* [GIVEN PROBLEM A]
Please copy every line of the data items listing below, reproducing each one character for character.

* [SOURCE DOCUMENT]
-*-

# Civil Service Lists



## john77 (Jan 25, 2005)

Can someone explain this to me?

If I am reading the law correctly, then a DVet or Vet that scores a 71 on the test would be higher on the eligibility list for a town in which he/she resides than a non Vet who lives in that same town and scores 100.

Is this correct?


----------



## Southside (Sep 4, 2003)

yep...doesnt that suck grapes!


----------



## fscpd910 (Apr 3, 2004)

I think that works this way. Not 100% sure.

Joe Doe 71+2 points Vet status Resident
John Doe 100 Resident
Jason Doe 71 Resident
Joe Clark 100 Non-Resident


----------



## john77 (Jan 25, 2005)

not that the civil service test actually tests one's ability to be a good police officer, but I think this is kind of scary.

I know this has been the knock on civil service, but I actually thought the score meant more than it does, for example

Jack Doe 99% + VET + resident
John Doe 100% + resident
Joe Doe 99% + resident
Jeff Doe 100% + non resident
Jim Doe 85% + VET + resident
Josh Doe 85% + VET
Jeb Doe 72% + non resident

In fact I think this is how most other states do it. You get "extra" points for being a vet or a resident.

-*-

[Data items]
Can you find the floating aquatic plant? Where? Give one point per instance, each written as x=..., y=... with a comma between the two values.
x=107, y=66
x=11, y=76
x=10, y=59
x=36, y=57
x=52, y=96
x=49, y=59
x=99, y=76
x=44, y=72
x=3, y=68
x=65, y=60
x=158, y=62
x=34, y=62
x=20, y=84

-*-

* [GIVEN PROBLEM B]
Extend the forum thread about civil service eligibility lists, picking up right after its last post.

* [EXPECTED ANSWER A]
Can you find the floating aquatic plant? Where? Give one point per instance, each written as x=..., y=... with a comma between the two values.
x=107, y=66
x=11, y=76
x=10, y=59
x=36, y=57
x=52, y=96
x=49, y=59
x=99, y=76
x=44, y=72
x=3, y=68
x=65, y=60
x=158, y=62
x=34, y=62
x=20, y=84

* [EXPECTED ANSWER B]
----------



## 7MPOC (Mar 16, 2004)

Ok, I will try to keep it simple, This should demonstrate how you are ranked on a civil service list. Hope it helps, oh ya Civil Service does not give points of any kind for preference other than employment experience.


1. 70% Dvet/Resident
2. 70% Vet/Resident
3. 70% Resident/Civilian-Parent Killed in the line of duty
4. 100% Resident/Civilian
5. 70% Dvet/Non-Resident
6. 70% Vet/Non-Resident
7. 70% Non Resident/Civilian-Parent Killed in the line of duty
8. 100% Non/Resident Civilian

*Note where the Residents and Non Residents with the highest score are, people have this idea that it is based on Black, White,Female, AA action well its not, if you are classified in one of the absolute preference categorys by civil service all you need is a passing score of 70% to go to the top of the list. I hope this helps you out.


----------



## Mitpo62 (Jan 13, 2004)

MPOC you hit the nail right on the head. Couldn't be anymore direct than that. Been in that #4 spot myself for almost five years. Might be light at the end of the tunnel..... :shock:


----------



## 7MPOC (Mar 16, 2004)

Mitpo62";p="67079 said:


> MPOC you hit the nail right on the head. Couldn't be anymore direct than that. Been in that #4 spot myself for almost five years. Might be light at the end of the tunnel..... :shock:


Hang in there Bro


----------



## billj (Aug 28, 2004)

it could also be like this.........

1.) 534 DVET Resident 
2.) 534 Veteran Resident
3.) 534 Civilian Resident 
4.) 402A (70 or above) Resident/ Non resident (can be either)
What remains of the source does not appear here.